§ **Directive**:
Copy word for word the stretch of items from the line containing "of the street" through the line containing "Target: street lamp", and nothing else.

§ **Data in this exercise**:
• • •
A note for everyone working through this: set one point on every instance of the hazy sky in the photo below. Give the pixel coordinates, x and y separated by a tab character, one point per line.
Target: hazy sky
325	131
• • •
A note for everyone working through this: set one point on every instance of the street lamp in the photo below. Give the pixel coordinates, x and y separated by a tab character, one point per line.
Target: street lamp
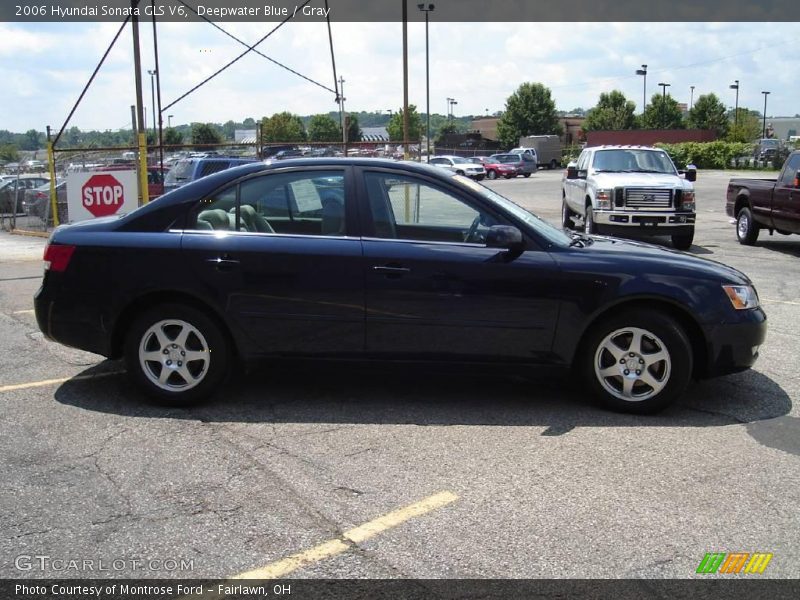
• • •
§ **Exercise solution**:
A note for everyone working through this: set one point on every instance of the street lamp in the photo below. Give the pixel coordinates, x and y separated by a tab character, one point per line.
Target: street lamp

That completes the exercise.